Saturday, May 6, 2017

Our Ava...we have another diagnosis

It’s been over a month now, but still, it seems surreal. It still has not quite sunk in.
We completed a neuropsychological evaluation with Ava. We were hoping to gain more information on how to best help her be the best she can be. Much of what we learned we already knew. Some of what we learned was new information. And some of what we learned we knew, but we had been trying not to know.
The official diagnosis we have currently is Borderline Intellectual Functioning, but only because our Neuropsychologist is a “purist” – her words, not mine – and felt there were some scores in the functioning range that kept her form giving the Intellectually Disabled Diagnosis. She did note in her report as well as in our consult that she expects Ava’s scores to dip in the next few years as she gets older which means the ultimate diagnosis it Intellectually Disabled.
Borderline Intellectual Functioning
Intellectually Disabled
It really didn’t matter; the news was the same. We heard from someone’s mouth for the first time that they did not expect that Ava will ever be able to live on her own without support. And we were warned with what we have already known – we will have to protect Ava fiercely from those who might want to take advantage of her. We sat and talked about things that no mother of a 10 year old should ever have to think much less devise a plan.
I can’t say that we were totally blind sided. We knew it was a possibility. But hearing it. Seeing it in black and white. It took away our last bit of hope. Don’t get me wrong, with Jesus we always have Hope! It wasn’t that Hope that we lost. It was the hope that the things we saw were just delays. It was the hope that we would go in and they would tell us “It’s all going to be ok.” It was the hope that they would say, “She may have some delays, but she will function on an independent level at some point.” Those were the hopes that were gone.

§ **REQUIRED ACTION 1**:
Copy the part of the post about Ava's diagnosis starting with "Saturday, May 6, 2017" and going on through "not to know.", word for word.
§ **REQUIRED ACTION 2**:
Decide whether each statement agrees with the post about Ava's diagnosis, answering yes or no and quoting the deciding words: (a) The official diagnosis the family currently has is Intellectually Disabled. (b) The writer says the family was totally blindsided by the news. (c) The family completed a neuropsychological evaluation with Ava.
§ **REQUIRED ACTION 3**:
Continue the post about Ava's diagnosis from the point where it stops.

§ **SOURCE MATERIAL**:
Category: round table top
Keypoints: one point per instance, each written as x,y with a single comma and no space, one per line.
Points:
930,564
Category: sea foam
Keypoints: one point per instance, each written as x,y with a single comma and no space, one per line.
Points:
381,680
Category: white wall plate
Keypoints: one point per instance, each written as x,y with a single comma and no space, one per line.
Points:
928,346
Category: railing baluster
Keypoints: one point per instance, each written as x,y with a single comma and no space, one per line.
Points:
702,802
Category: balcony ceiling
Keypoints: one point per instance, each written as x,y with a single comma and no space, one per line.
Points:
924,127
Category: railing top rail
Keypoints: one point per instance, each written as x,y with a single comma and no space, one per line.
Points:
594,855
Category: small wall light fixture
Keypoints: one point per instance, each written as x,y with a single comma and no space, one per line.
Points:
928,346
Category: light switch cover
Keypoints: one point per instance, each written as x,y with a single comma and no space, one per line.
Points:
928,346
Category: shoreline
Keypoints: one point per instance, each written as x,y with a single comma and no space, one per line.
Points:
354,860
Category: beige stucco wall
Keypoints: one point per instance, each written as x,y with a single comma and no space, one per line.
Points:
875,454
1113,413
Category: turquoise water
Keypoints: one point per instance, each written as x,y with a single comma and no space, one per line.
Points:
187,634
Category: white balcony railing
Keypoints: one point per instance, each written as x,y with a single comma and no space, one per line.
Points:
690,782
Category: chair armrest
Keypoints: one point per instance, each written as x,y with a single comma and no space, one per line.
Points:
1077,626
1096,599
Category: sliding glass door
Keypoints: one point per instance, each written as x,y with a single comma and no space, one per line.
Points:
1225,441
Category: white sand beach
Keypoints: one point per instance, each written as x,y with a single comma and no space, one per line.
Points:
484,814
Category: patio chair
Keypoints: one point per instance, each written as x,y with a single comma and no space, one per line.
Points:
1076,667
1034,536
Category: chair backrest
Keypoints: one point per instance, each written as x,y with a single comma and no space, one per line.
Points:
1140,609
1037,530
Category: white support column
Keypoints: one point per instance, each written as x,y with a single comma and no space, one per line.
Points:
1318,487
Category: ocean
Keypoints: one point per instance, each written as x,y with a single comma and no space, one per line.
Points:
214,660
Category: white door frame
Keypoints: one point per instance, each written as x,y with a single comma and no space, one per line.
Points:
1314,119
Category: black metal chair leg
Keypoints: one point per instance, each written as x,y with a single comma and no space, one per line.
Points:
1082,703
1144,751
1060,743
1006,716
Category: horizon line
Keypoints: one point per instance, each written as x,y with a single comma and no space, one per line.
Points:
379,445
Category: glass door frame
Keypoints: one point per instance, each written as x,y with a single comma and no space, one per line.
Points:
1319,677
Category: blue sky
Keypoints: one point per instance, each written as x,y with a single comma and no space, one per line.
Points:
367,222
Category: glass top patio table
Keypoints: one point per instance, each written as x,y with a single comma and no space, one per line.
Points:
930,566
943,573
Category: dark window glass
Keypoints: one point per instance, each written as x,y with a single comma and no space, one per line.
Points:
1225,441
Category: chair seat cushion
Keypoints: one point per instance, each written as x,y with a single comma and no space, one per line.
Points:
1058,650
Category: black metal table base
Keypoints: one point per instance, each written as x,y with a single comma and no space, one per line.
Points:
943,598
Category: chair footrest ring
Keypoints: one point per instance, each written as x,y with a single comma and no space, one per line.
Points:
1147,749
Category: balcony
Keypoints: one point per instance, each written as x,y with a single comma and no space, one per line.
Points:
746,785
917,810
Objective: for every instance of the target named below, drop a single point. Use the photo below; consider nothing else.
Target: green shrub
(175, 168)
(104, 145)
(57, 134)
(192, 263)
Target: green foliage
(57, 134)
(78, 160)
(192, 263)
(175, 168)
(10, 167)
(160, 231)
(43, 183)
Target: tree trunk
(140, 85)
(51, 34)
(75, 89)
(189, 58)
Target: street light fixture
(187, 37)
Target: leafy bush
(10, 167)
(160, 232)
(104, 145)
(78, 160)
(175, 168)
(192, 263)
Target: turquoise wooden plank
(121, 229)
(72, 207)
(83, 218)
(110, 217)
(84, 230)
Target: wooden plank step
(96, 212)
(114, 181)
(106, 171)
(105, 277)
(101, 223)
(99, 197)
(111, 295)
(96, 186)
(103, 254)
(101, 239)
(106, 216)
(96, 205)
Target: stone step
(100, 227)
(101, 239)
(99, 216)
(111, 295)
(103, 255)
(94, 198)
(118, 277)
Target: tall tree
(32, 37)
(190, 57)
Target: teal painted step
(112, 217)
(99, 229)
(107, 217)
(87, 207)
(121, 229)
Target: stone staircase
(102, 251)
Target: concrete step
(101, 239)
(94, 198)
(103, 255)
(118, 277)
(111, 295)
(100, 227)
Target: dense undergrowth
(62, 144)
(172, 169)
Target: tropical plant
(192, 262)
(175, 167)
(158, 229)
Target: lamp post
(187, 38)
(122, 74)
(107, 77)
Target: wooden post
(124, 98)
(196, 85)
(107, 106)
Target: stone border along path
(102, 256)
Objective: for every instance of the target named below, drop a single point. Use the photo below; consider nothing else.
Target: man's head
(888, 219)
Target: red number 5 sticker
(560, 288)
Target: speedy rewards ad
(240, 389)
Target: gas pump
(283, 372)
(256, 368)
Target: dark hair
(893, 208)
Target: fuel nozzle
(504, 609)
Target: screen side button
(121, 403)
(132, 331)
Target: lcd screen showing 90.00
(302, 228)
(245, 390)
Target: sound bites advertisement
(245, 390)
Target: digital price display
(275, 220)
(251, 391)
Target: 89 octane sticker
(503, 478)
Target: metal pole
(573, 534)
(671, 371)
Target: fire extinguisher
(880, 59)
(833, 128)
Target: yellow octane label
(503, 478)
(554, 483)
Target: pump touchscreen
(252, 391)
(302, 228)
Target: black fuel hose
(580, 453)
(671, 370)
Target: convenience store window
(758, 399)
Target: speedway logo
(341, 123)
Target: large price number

§ **FINAL ANSWER 1**:
Saturday, May 6, 2017

Our Ava...we have another diagnosis

It’s been over a month now, but still, it seems surreal. It still has not quite sunk in.
We completed a neuropsychological evaluation with Ava. We were hoping to gain more information on how to best help her be the best she can be. Much of what we learned we already knew. Some of what we learned was new information. And some of what we learned we knew, but we had been trying not to know.

§ **FINAL ANSWER 2**:
(a) No: "The official diagnosis we have currently is Borderline Intellectual Functioning"
(b) No: "I can’t say that we were totally blind sided."
(c) Yes: "We completed a neuropsychological evaluation with Ava."

§ **FINAL ANSWER 3**:
I wanted to write about it then…when it happened. But I knew I would short circuit my computer with the tears that refused to be contained. I would hold it together until the last child was dropped off for school. Then the damn would break and the tears would flow. I would cry until I didn’t think I could cry anymore….then it would start again. I would text John because I couldn’t call. He would never have been able to understand what I was trying to blubber. I would pull myself together before everyone came home…then start it all over the next day. That went on for about a week.
I struggled with struggling. I mean, anyone who knows Ava loves her! We couldn’t ask for a more wonderful daughter…how could I be so sad? There were some days that it was just a totally selfish grief that overwhelmed me. The thought that I will never be an empty nester. I mean we already knew we would be ancient by the time we got the kids raised, but there was that hope of 10 good years after that to travel, do missions, REST! But the new news meant I will never be able to go on a vacation without making sure someone is watching our Ava. I told you it was selfish….but it’s real.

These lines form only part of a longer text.